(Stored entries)
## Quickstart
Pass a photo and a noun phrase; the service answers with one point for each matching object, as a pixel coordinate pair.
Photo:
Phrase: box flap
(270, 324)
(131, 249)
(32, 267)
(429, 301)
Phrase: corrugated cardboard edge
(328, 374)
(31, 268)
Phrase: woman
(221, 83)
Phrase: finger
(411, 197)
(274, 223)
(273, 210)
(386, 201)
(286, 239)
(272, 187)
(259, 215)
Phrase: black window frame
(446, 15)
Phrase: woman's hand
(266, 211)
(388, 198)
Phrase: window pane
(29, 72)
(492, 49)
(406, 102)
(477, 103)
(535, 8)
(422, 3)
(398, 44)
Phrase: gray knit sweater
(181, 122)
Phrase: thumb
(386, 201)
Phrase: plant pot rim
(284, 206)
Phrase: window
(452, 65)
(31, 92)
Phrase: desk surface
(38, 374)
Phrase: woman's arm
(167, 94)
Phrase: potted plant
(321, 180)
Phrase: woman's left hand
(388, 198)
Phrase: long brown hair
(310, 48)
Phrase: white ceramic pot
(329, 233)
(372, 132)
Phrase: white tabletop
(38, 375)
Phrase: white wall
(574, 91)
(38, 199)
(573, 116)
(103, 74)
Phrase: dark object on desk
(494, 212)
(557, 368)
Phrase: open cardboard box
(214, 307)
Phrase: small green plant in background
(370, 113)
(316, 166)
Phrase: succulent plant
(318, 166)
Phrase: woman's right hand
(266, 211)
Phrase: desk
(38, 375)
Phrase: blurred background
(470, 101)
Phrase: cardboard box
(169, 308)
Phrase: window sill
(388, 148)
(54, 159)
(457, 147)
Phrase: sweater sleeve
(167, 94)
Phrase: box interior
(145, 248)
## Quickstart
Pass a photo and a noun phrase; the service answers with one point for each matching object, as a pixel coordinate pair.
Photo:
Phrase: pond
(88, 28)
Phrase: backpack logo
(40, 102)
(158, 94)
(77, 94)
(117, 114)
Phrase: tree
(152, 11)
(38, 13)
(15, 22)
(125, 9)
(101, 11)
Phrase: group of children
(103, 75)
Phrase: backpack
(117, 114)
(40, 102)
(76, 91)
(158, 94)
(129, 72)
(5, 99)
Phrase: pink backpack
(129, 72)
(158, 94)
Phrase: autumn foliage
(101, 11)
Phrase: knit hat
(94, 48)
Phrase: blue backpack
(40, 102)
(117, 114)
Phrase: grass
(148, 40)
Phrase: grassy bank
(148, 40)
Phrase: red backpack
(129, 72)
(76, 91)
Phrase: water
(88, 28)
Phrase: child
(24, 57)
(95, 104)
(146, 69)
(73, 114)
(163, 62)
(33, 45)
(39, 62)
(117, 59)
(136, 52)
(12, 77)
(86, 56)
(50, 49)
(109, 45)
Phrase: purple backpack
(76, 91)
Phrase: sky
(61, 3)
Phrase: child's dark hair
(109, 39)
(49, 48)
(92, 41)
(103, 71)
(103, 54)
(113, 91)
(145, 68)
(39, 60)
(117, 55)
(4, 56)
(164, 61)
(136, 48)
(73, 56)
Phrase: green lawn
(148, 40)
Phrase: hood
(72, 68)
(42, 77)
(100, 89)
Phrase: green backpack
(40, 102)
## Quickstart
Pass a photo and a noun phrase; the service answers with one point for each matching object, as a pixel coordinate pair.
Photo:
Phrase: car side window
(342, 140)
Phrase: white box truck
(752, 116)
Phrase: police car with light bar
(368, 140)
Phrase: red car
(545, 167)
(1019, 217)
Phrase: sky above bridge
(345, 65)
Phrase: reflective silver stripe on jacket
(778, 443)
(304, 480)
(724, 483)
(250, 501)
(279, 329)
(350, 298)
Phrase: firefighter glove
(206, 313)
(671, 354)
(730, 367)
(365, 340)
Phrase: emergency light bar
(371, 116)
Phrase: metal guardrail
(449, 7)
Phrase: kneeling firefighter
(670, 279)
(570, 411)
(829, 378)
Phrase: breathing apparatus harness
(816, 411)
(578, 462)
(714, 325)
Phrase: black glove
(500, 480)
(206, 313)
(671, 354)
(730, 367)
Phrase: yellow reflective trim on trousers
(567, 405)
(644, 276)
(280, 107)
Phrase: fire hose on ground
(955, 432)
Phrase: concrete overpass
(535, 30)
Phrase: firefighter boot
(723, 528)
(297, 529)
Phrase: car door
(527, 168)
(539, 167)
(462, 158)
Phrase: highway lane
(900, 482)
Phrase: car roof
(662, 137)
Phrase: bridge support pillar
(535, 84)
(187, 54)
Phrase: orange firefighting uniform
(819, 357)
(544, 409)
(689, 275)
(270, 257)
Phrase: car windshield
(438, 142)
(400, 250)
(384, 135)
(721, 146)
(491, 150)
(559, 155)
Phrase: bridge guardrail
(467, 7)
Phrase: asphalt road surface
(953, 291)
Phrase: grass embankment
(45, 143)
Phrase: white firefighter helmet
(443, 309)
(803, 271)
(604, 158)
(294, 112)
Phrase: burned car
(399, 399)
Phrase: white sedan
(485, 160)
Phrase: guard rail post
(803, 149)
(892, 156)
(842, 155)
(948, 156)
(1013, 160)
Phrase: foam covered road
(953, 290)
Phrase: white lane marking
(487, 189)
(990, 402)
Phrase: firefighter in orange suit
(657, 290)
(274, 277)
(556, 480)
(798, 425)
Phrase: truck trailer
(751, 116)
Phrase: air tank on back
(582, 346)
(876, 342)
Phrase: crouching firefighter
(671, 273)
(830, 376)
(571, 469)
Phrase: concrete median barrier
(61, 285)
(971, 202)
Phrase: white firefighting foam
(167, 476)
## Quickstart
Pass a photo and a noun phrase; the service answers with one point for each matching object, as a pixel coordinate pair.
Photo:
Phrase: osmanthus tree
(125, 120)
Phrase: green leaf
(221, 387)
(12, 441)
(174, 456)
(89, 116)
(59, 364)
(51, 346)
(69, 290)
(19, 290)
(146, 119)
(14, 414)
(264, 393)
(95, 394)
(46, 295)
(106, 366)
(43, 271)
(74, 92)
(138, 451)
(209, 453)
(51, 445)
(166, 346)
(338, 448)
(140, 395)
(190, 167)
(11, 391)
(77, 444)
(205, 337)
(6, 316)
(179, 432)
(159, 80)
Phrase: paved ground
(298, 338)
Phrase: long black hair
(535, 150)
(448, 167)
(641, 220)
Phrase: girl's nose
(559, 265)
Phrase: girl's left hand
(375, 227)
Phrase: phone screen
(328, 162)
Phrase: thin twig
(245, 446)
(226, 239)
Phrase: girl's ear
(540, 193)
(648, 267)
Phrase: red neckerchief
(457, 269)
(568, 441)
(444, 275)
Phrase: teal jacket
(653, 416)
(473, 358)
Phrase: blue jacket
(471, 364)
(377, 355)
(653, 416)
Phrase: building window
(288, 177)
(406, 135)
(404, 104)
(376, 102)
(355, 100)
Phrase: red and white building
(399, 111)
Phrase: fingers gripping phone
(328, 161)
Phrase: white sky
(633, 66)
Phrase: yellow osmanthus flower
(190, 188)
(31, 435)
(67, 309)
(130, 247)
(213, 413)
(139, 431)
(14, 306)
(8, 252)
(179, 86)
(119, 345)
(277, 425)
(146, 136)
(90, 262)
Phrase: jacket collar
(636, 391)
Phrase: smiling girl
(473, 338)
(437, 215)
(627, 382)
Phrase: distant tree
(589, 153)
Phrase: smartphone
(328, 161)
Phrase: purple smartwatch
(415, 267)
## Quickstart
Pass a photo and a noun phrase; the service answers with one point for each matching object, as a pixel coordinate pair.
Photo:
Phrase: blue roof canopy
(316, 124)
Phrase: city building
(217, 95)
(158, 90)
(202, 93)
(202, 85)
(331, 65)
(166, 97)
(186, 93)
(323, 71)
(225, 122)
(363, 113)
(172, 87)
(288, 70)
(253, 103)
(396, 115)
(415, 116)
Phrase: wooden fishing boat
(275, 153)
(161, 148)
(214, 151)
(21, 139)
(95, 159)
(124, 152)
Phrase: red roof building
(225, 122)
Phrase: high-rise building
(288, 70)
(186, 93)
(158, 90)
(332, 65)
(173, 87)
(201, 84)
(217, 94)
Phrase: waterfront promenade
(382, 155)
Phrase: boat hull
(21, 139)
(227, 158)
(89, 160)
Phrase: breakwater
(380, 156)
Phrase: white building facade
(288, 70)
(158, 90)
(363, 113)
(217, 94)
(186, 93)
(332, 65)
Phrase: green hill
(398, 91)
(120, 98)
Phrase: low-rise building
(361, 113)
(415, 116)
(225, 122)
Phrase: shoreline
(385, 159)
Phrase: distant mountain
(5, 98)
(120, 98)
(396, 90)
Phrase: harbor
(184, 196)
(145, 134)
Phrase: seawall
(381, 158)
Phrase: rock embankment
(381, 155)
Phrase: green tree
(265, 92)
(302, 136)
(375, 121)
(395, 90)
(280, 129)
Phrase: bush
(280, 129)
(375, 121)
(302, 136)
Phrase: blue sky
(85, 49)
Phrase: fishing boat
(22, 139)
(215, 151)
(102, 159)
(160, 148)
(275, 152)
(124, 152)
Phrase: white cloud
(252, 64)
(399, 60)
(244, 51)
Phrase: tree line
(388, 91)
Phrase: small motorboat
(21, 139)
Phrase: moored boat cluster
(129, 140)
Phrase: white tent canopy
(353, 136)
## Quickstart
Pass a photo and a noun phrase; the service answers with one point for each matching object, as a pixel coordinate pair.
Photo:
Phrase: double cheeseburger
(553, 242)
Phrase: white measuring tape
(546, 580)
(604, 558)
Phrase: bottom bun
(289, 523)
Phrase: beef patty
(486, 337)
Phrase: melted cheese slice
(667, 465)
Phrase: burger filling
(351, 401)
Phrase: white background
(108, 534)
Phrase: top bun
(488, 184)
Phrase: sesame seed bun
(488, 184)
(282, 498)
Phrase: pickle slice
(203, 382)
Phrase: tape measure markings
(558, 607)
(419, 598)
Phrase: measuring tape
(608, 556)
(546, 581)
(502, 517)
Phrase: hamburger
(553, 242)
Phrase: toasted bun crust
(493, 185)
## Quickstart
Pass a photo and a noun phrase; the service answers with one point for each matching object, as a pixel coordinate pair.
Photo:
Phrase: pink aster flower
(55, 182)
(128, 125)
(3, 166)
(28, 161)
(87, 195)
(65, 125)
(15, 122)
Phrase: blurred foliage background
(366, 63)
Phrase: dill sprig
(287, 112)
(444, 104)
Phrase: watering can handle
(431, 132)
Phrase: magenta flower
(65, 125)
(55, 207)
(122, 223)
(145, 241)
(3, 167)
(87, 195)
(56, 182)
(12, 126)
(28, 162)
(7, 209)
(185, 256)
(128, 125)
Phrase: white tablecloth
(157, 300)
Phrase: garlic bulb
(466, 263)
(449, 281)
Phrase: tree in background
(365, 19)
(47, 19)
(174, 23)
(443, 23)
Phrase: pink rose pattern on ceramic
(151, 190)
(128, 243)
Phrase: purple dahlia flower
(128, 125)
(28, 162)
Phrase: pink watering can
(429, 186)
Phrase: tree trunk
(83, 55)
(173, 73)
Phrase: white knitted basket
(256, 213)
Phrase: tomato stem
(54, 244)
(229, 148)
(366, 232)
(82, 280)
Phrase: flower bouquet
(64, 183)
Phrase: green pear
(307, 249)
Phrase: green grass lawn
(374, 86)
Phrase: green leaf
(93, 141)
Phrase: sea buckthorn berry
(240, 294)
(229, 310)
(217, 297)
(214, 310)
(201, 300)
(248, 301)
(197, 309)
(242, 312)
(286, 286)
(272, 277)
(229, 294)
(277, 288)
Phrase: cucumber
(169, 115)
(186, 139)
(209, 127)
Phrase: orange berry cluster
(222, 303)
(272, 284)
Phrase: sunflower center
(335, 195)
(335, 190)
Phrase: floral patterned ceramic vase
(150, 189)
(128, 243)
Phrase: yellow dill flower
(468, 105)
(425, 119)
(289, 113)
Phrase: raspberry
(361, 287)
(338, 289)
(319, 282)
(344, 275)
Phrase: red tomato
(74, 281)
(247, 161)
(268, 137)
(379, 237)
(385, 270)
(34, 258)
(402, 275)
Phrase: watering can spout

[About this exercise] Find the line containing "Phrase: orange berry cluster" in the data above. Please transcribe it and every line after it, exactly.

[Exercise output]
Phrase: orange berry cluster
(222, 303)
(272, 284)
Phrase: sunflower center
(335, 195)
(335, 190)
Phrase: floral patterned ceramic vase
(150, 189)
(128, 243)
Phrase: yellow dill flower
(468, 105)
(425, 119)
(289, 113)
Phrase: raspberry
(361, 287)
(338, 289)
(319, 282)
(344, 275)
Phrase: red tomato
(74, 281)
(247, 161)
(268, 137)
(379, 237)
(385, 270)
(34, 258)
(402, 275)
Phrase: watering can spout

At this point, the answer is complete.